▸ Provided passage
Last week I had the privilege to participate in the NUS-NUH-MIT DATATHON and Workshop on applications of AI in healthcare with the UNSW Centre for Big Data Research in Health (CBDRH) team (Tim Churches, Mark Hanly, Oisin Fitzgerald and Oluwadamisola Sotade).

Thu & Fri: Workshop & Talks

In the workshop “Deploying AI Solutions in Real Clinical Practices” by Dr Ngiam Kee Yuan (CTO, NUHS) we discussed

• The large NUHS (National University Health System) databases and their storage structure
• Data security and ownership
• Applications for access to data
• The always changing standards of diagnosis codes (ICD9, ICD10, SNOMED, …) and the problem of matching doctors diagnoses to these codes. In another talk, Hector Yee (@eigenhector) shared some vice ideas on how to use word embeddings as a tool for matching hand-typed diagnoses to ICD10 codes.
• The importance of getting doctors to trust AI algorithms. Hector presented an interesting approach which iterates between an AI algorithm proposing codes and a doctor validating these. The goal is of course to augment the doctors, not to replace them.

Fri - Sun: Datathon

Friday 6pm: Pitching Topics & Forming Teams

23 clinicians pitch topics. We were most interested in a topic presented by Dr Lui Pak Ling (Hematology) and Dr Stella Ang (Anesthesiology) at NUH:

Currently-used statistical models predicting the mortality risk of Intensive Care Unit (ICU) patients assume that the importance of prognostic factors does not vary

Research Database, a large multi-centre critical care database made available by Philips Healthcare in partnership with the MIT Laboratory for Computational Physiology, they investigated whether the importance of prognostic factors varied in the course of each patient’s stay in ICU. Currently-used predictive models assume that they don’t vary.

▸ Exercise
Reproduce the account of the NUS-NUH-MIT datathon and workshop in full, word for word. The material after this point comes from a different source.

▸ Supplied material

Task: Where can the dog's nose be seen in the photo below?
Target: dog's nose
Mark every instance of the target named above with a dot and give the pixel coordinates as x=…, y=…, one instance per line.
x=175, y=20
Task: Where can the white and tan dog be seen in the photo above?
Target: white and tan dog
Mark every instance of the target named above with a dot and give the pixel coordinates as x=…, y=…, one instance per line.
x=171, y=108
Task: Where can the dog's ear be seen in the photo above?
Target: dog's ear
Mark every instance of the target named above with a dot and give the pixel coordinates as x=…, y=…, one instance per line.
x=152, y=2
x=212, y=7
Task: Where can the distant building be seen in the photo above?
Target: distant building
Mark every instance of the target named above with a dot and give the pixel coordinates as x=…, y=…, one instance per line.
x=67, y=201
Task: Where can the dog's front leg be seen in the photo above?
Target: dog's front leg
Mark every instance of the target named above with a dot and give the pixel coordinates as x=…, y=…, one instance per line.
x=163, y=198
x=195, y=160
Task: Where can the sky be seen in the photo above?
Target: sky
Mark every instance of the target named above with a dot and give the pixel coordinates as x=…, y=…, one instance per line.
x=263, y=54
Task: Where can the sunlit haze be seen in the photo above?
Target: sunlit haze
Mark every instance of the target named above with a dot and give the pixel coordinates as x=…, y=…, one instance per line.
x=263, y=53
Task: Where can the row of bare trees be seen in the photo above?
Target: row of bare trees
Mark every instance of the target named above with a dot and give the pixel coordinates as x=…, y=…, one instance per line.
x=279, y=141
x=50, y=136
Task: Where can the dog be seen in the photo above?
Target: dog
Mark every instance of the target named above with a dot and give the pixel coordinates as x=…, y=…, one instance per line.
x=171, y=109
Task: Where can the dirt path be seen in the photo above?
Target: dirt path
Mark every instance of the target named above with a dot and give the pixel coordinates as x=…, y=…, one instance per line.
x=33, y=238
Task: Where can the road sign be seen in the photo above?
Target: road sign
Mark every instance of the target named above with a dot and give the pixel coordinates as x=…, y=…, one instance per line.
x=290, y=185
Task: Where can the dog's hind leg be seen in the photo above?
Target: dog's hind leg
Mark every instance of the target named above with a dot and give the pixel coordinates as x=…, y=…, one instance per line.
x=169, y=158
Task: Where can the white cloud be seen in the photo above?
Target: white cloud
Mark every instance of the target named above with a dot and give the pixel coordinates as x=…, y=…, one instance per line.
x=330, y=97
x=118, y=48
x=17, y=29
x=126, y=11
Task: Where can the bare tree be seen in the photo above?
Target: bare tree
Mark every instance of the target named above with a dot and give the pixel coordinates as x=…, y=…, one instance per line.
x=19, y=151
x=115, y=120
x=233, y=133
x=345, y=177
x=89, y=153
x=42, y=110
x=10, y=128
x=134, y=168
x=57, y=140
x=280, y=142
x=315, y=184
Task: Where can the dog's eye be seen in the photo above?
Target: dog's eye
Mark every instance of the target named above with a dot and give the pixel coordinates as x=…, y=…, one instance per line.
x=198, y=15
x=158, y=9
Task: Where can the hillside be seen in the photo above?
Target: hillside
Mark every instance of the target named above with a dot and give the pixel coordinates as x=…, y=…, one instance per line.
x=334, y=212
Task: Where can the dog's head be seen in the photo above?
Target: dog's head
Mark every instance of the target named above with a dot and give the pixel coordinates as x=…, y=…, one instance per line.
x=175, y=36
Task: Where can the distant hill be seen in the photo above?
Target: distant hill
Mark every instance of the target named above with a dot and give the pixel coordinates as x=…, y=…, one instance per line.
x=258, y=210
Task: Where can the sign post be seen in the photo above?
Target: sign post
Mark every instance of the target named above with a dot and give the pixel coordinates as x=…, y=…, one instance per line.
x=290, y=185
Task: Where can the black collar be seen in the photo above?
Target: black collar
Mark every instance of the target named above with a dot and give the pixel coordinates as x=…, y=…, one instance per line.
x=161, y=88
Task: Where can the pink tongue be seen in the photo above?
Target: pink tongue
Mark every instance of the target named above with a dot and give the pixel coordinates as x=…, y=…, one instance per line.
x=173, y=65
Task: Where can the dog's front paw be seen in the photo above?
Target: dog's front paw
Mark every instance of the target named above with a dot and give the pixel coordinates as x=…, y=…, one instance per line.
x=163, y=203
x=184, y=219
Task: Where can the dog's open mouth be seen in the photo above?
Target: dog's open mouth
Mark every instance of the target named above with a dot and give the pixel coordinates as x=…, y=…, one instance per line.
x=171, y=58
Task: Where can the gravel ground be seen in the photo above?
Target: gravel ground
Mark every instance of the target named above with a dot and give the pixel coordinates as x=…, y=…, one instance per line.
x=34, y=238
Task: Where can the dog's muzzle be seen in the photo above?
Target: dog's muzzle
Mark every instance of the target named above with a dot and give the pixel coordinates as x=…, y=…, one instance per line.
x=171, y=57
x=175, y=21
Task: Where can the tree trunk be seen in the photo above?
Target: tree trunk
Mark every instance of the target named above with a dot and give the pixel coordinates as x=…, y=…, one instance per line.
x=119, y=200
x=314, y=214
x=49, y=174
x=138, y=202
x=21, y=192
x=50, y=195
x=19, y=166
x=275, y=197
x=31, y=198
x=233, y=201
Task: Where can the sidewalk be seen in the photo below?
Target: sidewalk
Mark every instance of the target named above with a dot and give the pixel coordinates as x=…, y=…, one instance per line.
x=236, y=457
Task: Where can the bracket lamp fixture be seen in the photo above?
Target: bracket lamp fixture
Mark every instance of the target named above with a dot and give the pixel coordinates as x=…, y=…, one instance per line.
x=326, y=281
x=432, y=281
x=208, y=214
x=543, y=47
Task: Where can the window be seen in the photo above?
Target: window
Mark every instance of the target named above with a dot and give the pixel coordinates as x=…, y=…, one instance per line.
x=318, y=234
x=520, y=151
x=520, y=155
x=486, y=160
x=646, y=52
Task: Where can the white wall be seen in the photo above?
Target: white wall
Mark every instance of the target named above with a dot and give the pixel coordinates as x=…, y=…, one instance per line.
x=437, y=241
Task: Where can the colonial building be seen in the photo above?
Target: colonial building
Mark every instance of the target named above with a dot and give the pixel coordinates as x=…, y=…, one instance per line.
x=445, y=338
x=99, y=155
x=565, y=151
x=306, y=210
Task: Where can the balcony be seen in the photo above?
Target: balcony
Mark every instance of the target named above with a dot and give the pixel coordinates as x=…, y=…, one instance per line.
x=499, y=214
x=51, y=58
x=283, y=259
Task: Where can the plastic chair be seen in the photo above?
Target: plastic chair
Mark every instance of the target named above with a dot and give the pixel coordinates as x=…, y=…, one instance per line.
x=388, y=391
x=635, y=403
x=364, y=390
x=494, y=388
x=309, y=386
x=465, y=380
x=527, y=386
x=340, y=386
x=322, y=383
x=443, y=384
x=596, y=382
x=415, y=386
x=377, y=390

▸ Answer to the problem
Last week I had the privilege to participate in the NUS-NUH-MIT DATATHON and Workshop on applications of AI in healthcare with the UNSW Centre for Big Data Research in Health (CBDRH) team (Tim Churches, Mark Hanly, Oisin Fitzgerald and Oluwadamisola Sotade).

Thu & Fri: Workshop & Talks

In the workshop “Deploying AI Solutions in Real Clinical Practices” by Dr Ngiam Kee Yuan (CTO, NUHS) we discussed

• The large NUHS (National University Health System) databases and their storage structure
• Data security and ownership
• Applications for access to data
• The always changing standards of diagnosis codes (ICD9, ICD10, SNOMED, …) and the problem of matching doctors diagnoses to these codes. In another talk, Hector Yee (@eigenhector) shared some vice ideas on how to use word embeddings as a tool for matching hand-typed diagnoses to ICD10 codes.
• The importance of getting doctors to trust AI algorithms. Hector presented an interesting approach which iterates between an AI algorithm proposing codes and a doctor validating these. The goal is of course to augment the doctors, not to replace them.

Fri - Sun: Datathon

Friday 6pm: Pitching Topics & Forming Teams

23 clinicians pitch topics. We were most interested in a topic presented by Dr Lui Pak Ling (Hematology) and Dr Stella Ang (Anesthesiology) at NUH:

Currently-used statistical models predicting the mortality risk of Intensive Care Unit (ICU) patients assume that the importance of prognostic factors does not vary

Research Database, a large multi-centre critical care database made available by Philips Healthcare in partnership with the MIT Laboratory for Computational Physiology, they investigated whether the importance of prognostic factors varied in the course of each patient’s stay in ICU. Currently-used predictive models assume that they don’t vary.